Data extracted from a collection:
....................
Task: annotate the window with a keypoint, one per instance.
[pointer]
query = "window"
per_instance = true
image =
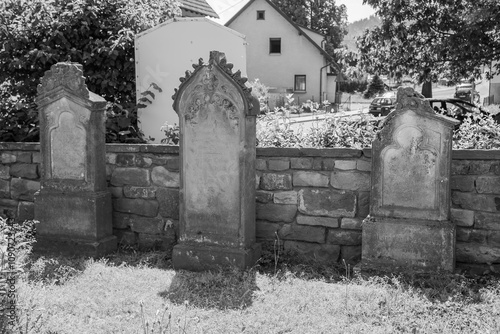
....................
- Exercise:
Restate the records above word for word. Skip every picture.

- Your solution:
Task: annotate the window with a keypoint, one per instance.
[pointer]
query = "window"
per_instance = true
image =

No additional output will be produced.